### WORK INSTRUCTIONS
Beginning with the line that includes "Could you please point out the haze" and ending with the last line of the listing below, write out each line exactly, with no other output.

### EXTRACTED DATA

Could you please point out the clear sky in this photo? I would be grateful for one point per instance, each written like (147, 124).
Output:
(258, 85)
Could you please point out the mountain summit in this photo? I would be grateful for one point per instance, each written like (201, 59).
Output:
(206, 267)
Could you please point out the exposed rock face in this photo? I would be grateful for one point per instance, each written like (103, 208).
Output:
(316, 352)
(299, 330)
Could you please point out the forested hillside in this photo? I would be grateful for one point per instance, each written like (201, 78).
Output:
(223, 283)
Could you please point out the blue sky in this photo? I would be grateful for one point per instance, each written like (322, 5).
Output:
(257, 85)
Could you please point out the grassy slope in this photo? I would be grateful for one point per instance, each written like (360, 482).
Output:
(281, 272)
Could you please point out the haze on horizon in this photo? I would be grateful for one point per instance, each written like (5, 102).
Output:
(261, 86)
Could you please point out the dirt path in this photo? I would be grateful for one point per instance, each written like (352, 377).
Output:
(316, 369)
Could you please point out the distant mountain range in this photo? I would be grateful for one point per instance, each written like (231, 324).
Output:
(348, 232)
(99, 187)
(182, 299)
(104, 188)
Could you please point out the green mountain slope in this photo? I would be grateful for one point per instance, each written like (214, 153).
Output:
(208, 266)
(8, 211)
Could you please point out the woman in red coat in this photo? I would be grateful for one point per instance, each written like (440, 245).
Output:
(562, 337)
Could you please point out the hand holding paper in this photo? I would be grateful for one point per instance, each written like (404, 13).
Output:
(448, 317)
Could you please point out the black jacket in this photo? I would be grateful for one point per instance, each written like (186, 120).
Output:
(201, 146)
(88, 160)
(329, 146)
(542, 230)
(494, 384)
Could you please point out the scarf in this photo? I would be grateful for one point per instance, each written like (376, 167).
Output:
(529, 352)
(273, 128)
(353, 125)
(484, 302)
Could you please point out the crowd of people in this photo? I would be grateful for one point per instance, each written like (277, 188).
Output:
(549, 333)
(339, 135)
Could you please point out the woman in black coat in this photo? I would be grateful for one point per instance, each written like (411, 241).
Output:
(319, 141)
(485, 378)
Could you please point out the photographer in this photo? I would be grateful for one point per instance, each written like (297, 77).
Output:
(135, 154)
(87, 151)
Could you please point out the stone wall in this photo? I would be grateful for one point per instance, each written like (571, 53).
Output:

### TASK ANSWER
Could you please point out the haze on horizon in this photo? I would be grateful for one point per instance, each written like (5, 102).
Output:
(261, 86)
Could you please point out the dirt path in this photo? I would be grateful for one point per instance, each written like (352, 377).
Output:
(316, 369)
Could you please point out the distant mountain range in this photo? I would be grateful for one point per instance, each written like (231, 324).
Output:
(348, 232)
(99, 187)
(182, 299)
(104, 188)
Could you please point out the green mountain slope in this photo? I would be grateful for one point per instance, each written like (214, 153).
Output:
(208, 266)
(8, 211)
Could you please point out the woman in red coat in this photo? I would be grateful for one point per instance, each written like (440, 245).
Output:
(562, 337)
Could you please point out the hand holding paper in this photo? I would be grateful for one point per instance, each written like (404, 13).
Output:
(448, 317)
Could you please point out the black jacket in this photo? I would be grateful for one point per instance, each written like (186, 120).
Output:
(201, 146)
(88, 160)
(329, 146)
(542, 230)
(494, 384)
Could you please point out the scarf in this photo? I would be grateful for one point per instance, each written like (376, 167).
Output:
(529, 352)
(273, 128)
(353, 125)
(484, 302)
Could you please point out the crowd of people in this photo? I would be grateful for one point per instance, each written like (277, 188).
Output:
(549, 333)
(339, 135)
Could you please point out the woman in black coat in this photo? I would be grateful for one point per instance, each written like (411, 241).
Output:
(319, 141)
(485, 378)
Could you please point out the photographer in this photo? I would be grateful for one point per instance, each written like (297, 77).
Output:
(135, 154)
(87, 151)
Could you please point out the stone wall in this photo? I would be grateful for one point per instance, each written like (571, 53).
Output:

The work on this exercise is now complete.